:: RECORDS FOR THIS EXERCISE
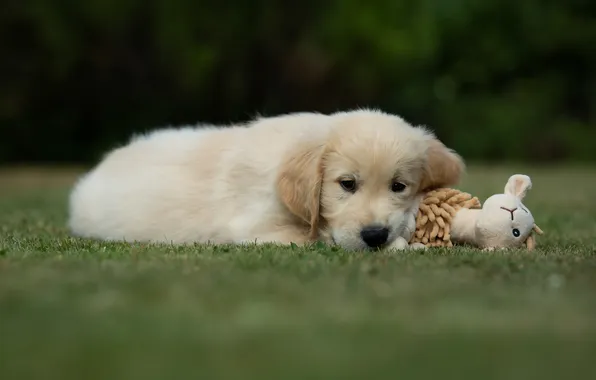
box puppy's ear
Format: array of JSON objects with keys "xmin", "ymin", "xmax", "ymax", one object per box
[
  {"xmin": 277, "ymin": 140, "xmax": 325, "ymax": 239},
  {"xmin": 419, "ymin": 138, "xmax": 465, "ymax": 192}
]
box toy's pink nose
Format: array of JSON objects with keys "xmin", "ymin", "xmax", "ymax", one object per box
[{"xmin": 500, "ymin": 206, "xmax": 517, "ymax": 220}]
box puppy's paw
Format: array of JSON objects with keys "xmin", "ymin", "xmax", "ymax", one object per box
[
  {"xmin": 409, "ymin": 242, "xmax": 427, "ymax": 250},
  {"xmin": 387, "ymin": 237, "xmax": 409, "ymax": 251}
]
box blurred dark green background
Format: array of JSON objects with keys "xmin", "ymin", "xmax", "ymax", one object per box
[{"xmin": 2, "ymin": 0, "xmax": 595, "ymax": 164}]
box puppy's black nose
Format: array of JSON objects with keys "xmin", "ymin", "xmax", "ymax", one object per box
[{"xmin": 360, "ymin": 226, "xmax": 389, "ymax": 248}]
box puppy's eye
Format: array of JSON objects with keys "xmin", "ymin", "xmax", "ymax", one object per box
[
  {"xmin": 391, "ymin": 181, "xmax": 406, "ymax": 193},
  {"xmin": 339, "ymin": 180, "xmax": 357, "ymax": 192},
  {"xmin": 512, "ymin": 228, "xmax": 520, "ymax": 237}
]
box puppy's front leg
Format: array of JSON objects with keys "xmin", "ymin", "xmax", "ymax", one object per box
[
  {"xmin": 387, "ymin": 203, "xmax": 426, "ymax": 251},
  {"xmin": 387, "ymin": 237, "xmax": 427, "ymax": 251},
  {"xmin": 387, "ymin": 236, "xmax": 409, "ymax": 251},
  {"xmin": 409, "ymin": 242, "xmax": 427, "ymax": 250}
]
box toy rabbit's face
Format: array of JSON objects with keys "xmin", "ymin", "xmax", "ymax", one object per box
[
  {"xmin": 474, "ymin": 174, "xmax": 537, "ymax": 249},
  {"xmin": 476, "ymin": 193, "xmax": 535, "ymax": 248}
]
::::
:: RECORDS FOR THIS EXERCISE
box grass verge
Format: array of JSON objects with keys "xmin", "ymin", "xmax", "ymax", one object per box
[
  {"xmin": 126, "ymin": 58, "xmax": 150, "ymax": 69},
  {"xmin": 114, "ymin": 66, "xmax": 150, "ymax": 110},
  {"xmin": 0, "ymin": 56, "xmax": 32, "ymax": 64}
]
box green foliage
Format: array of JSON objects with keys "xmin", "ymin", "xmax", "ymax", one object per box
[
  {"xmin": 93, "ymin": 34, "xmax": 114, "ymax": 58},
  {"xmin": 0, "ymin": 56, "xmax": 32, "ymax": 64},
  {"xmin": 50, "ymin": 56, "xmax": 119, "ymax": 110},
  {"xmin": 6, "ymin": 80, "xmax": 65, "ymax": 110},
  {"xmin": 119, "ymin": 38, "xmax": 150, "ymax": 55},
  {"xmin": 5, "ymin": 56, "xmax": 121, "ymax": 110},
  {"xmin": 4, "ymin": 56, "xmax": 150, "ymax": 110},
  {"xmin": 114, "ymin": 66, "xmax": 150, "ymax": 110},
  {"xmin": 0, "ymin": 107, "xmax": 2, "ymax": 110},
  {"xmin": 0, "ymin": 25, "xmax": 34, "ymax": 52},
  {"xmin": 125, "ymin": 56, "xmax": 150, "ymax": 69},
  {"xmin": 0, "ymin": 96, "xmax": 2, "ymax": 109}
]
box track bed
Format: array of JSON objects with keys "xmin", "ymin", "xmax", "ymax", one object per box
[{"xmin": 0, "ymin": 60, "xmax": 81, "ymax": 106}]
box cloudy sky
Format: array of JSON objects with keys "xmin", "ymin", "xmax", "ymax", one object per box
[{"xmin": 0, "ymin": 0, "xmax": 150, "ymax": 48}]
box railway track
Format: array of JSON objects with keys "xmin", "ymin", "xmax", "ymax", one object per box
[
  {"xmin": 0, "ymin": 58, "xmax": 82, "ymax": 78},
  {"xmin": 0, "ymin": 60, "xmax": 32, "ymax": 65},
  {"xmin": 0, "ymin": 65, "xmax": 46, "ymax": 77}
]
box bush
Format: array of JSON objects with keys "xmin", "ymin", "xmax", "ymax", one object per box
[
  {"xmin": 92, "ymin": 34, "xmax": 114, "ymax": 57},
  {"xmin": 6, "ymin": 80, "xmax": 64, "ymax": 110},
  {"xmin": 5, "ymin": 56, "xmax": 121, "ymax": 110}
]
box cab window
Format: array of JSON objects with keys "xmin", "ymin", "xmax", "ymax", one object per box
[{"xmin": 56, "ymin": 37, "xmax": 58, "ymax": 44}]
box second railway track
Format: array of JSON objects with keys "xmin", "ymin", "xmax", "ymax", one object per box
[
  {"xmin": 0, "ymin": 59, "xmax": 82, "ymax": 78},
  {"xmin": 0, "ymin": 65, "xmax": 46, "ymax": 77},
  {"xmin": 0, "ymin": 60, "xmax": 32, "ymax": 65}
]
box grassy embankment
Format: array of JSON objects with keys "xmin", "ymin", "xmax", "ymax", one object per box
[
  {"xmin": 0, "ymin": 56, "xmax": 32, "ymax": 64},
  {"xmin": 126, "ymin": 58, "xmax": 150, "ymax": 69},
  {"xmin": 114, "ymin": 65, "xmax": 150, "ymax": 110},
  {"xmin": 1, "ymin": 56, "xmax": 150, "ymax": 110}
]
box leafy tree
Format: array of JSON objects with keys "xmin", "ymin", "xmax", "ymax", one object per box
::::
WHAT THIS TASK INVOLVES
For the word "green", find every line in the data that holds it and copy that line.

RESPONSE TO THIS TASK
box blurred dark green background
box green foliage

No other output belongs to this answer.